The back-loading and carriage of hazardous oil contaminated bulk cargo on offshore supply vessels
|Health and Safety Executive - Safety Notice|
|Department Name:||HID OSD|
|Bulletin No:||OSD 3-2010|
|Issue Date:||31 March 2010|
|Target Audience:||Offshore Industry|
|Key Issues:||This Notice is concerned with the back-loading and carriage of hazardous 'oil contaminated cargo', otherwise known as 'slops' or 'wet bulk waste', on offshore supply vessels (OSV). Industry guidelines are available but a number of serious incidents have recently been reported where the mud tanks of OSVs have been found to contain high concentrations of hydrogen sulphide (H2S) and/or an explosive atmosphere above the cargo. The aim of this Notice is to raise awareness of good practice and thereby prevent future incidents.|
This Notice is concerned with the back-loading and carriage of hazardous 'oil contaminated cargo', otherwise known as 'slops' or 'wet bulk waste', on offshore supply vessels (OSV). Although industry guidelines1 for the carriage of oil contaminated cargo by supply vessels have been published for a number of years, incidents with the potential to cause fatalities are still occurring. A number of serious incidents have been reported recently and there is concern that unless installation duty holders and vessel owners co-operate to address the issue incidents will continue.
Operations giving rise to 'oil contaminated fluids' include well clean-up, cementing, mud pit cleaning and operations where well bore fluids become contaminated with oil based mud, crude oil or condensate. In addition, fluids from rig floor drains and other tank cleaning operations could also be included.
It is industry practice to transport severely contaminated fluids via 'tote tanks' on deck. However, in the case of 'lightly' contaminated fluids, it has become common practice to use the OSV's internal mud tanks. 'Oil contaminated cargo' is typically mostly seawater contaminated with oil and mud. It is difficult to provide an accurate Material Safety Data Sheet (MSDS) for this material and it is often perceived as being non hazardous waste. However, on a number of occasions the mud tanks of OSVs have been found to contain high concentrations of hydrogen sulphide (H2S) and/or an explosive atmosphere above the cargo. It should be noted that normal bulk mud tanks on OSVs are not designed or classified to carry wet bulk cargo with a flash point of less than 60°C.
Duty holders should make available the relevant MSDS documentation of the components and mixtures to the OSV Master. The fluid should be correctly designated in accordance with International Maritime Organisation (IMO) International Maritime Dangerous Goods (IMDG) Code and International Convention for the Prevention of Pollution from Ships, 1973 (MARPOL) requirements. A Waste Consignment Note should be completed which should reference the 'Good Practice for the Carriage of Oil Contaminated Cargoes for Transportation by OSV' Appendix II Analysis Form1.

Information given:

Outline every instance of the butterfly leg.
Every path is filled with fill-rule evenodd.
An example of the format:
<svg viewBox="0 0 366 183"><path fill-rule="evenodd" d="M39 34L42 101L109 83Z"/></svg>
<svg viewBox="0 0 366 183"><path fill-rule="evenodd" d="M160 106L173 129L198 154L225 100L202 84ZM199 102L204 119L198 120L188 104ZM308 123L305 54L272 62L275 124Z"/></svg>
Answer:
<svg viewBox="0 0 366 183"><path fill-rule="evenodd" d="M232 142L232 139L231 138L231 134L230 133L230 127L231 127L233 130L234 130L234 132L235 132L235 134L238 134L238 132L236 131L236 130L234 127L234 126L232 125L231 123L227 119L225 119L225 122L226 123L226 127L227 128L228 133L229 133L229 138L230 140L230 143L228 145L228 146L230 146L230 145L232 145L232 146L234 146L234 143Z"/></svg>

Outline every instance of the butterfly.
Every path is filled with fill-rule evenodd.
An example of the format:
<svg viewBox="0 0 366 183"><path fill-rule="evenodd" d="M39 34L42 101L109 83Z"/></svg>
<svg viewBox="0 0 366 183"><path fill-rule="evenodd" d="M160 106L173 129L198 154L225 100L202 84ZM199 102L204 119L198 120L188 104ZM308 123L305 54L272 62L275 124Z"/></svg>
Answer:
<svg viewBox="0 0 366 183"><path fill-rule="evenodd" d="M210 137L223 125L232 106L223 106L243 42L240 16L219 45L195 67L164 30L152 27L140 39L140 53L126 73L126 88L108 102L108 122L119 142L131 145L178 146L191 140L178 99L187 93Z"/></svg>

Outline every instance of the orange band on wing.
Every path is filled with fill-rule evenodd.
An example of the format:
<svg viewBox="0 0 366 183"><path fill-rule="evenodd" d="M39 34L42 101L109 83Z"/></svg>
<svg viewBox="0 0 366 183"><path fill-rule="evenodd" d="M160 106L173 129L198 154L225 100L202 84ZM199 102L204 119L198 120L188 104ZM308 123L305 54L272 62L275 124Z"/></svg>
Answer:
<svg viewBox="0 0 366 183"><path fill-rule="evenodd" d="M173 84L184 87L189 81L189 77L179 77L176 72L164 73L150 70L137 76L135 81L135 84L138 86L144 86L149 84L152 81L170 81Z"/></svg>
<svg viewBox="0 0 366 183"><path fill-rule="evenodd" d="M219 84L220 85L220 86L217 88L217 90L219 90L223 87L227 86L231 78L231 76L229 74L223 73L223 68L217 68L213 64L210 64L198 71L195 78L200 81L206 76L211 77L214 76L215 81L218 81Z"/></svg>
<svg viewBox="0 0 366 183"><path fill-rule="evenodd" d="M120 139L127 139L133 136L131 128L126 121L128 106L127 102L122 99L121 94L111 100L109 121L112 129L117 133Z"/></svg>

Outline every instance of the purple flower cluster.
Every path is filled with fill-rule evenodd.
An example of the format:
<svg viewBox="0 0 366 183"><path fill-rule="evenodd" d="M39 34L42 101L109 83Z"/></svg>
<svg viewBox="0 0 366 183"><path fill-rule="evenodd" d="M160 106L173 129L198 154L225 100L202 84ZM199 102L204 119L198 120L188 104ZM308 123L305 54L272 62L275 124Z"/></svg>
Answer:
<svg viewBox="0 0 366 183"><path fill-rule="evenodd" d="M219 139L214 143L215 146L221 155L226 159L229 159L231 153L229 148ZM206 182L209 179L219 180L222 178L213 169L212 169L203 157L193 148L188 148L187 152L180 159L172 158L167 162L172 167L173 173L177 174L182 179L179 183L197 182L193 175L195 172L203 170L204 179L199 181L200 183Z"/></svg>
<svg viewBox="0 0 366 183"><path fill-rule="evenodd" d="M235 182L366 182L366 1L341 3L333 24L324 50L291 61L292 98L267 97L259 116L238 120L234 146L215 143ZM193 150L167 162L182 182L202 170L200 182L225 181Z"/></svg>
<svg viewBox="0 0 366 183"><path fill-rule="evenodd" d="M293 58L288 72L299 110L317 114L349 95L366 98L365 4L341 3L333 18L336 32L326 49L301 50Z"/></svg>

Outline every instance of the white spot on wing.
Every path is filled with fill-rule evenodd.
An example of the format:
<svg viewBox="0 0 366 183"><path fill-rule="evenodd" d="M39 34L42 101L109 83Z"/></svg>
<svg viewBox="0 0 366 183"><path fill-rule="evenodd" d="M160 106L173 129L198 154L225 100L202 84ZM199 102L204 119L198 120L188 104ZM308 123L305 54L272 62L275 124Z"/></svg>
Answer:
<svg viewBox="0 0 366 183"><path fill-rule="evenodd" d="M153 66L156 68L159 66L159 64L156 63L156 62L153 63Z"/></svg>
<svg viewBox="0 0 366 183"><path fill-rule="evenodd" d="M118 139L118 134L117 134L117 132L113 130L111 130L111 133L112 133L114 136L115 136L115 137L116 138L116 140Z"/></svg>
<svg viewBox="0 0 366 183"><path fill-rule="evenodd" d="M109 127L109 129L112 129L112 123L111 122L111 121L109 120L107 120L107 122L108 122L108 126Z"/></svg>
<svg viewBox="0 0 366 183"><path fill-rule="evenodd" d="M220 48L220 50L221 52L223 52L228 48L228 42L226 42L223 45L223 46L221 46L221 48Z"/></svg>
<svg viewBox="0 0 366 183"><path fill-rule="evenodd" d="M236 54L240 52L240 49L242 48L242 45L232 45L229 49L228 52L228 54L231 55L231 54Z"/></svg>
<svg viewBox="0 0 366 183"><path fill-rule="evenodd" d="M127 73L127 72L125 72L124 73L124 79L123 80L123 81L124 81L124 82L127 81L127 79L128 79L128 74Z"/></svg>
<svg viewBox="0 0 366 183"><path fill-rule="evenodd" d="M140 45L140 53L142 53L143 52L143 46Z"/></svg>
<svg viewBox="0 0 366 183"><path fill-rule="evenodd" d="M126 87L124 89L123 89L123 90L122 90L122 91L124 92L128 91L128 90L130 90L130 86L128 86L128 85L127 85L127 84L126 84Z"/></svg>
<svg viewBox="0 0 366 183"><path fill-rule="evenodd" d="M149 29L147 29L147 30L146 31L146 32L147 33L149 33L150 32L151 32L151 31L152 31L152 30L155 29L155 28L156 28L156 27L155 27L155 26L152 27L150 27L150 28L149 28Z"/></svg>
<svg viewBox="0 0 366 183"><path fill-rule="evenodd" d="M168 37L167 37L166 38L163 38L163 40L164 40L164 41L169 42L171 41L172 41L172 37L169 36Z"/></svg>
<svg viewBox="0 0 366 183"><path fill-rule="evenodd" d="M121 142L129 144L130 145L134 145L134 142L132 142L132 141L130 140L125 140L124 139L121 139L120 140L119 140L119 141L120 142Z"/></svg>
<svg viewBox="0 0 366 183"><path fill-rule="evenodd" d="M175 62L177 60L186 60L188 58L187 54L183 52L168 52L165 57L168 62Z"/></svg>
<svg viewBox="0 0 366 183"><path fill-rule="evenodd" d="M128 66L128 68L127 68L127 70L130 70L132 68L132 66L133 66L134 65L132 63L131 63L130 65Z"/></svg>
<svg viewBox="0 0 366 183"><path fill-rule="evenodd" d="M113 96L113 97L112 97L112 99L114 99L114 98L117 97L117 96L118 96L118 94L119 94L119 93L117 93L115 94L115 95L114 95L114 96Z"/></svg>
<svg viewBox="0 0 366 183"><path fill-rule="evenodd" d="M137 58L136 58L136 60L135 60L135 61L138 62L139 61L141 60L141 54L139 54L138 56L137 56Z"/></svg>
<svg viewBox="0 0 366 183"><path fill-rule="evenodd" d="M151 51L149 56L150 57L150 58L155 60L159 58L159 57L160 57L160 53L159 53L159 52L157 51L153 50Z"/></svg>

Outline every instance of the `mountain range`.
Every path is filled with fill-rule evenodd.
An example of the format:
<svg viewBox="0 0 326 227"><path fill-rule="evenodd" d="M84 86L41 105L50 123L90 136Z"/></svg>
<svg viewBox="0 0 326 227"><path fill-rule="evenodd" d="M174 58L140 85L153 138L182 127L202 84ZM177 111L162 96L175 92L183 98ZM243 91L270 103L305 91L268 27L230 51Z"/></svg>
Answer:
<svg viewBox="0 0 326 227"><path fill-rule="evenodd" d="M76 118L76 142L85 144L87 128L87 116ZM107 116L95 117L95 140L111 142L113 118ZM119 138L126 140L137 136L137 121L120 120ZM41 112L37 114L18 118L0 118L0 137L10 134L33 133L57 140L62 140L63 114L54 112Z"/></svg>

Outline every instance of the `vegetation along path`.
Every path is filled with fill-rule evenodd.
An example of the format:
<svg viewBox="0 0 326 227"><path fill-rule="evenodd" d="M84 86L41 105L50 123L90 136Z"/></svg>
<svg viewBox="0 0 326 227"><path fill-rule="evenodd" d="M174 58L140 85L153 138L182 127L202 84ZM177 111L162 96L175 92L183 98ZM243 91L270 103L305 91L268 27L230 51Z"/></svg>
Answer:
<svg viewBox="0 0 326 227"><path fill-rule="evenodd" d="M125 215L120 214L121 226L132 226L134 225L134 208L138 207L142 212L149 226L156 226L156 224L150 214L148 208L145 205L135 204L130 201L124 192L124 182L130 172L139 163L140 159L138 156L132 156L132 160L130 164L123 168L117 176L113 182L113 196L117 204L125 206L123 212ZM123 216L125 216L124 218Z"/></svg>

Questions:
1. Reproduce the part of the safety notice that opens with the words containing "Duty holders should" and closes with "II Analysis Form1.".
2. Answer these questions from the safety notice:
(a) What bulletin number does the notice carry?
(b) How is it industry practice to transport severely contaminated fluids?
(c) Normal bulk mud tanks on OSVs are not designed or classified to carry wet bulk cargo below what flash point?
3. Take the safety notice further, starting right after its last sentence.

Answers to the exercises:
1.
Duty holders should make available the relevant MSDS documentation of the components and mixtures to the OSV Master. The fluid should be correctly designated in accordance with International Maritime Organisation (IMO) International Maritime Dangerous Goods (IMDG) Code and International Convention for the Prevention of Pollution from Ships, 1973 (MARPOL) requirements. A Waste Consignment Note should be completed which should reference the 'Good Practice for the Carriage of Oil Contaminated Cargoes for Transportation by OSV' Appendix II Analysis Form1.

2.
(a) OSD 3-2010
(b) Via 'tote tanks' on deck
(c) 60°C

3.
Duty holders should ensure that prior to back-loading contaminated waste fluids, such fluids are analysed to confirm their makeup and any potential hazards. The following tests should be undertaken close to the time of loading and accurately conducted: pH, chlorides, retort (%), flash point, gas LEL, H2S, oxygen, bulk density. The tests should be conducted by trained personnel. Guidance is available from the Marine Safety Forum1
If detected or anticipated, the duty holder should ensure that appropriate measures are taken to neutralise and remove the potential development of H2S from the oil contaminated cargo before back loading onto OSV tanks.
Oil contaminated cargo should not be mixed with other oil or water slops.
Where the offshore operation producing oil contaminated fluid involves a well with open perforations, the risk assessment should consider tote tanks as the preferred method to move fluid onshore or, via the utilisation of a specialised OSV with nitrogen blanket capability for bulk tanks. Under no circumstances should such contaminated fluids be back loaded to an OSV's mud tanks.
Relevant legal documents:
Health and safety legislation
- Health and Safety at Work etc Act 1974, Section 3.
- Management of Health and Safety at Work Regulations 1999, Regulation 3.
- Control of Substances Hazardous to Health Regulations 2002, Regulations 6, and 13;
- All ships carrying noxious liquid substances in bulk, unless expressly provided otherwise, shall comply with the requirements of the Merchant Shipping (Dangerous or Noxious Liquid Substances in Bulk) Regulations 1996, as amended and Annex II of MARPOL 73/78, as amended.
- IMO Resolution A.673(16) - 'Guidelines for the Transport and Handling of Limited Amounts of Hazardous and Noxious Liquid Substances in Bulk on Offshore Support Vessels' should be complied with. Merchant Shipping Notice 1458 applies and provides details of Resolution A.673(16).
The Regulations define the responsibilities of persons including 'shippers' to package, mark and declare dangerous goods in accordance with the IMDG Code. A 'shipper' is defined as 'a person who, whether as principal or agent for another, consigns for carriage by sea dangerous goods or marine pollutants'.
- Good Practice for the Carriage of Oil Contaminated Cargoes for Transportation by Offshore Supply Vessel Marine Safety Forum 2004.
- Marine Guidance Note (MGN 283 (M)) Dangerous Goods - Guidance on the Back Loading of Contaminated Bulk Liquids from Offshore Installations to Offshore Supply/Support Vessels.
- Marine Guidance Note (MGN.37 (M)) The Merchant Shipping (Dangerous Goods and Marine Pollutants) Regulations 1997.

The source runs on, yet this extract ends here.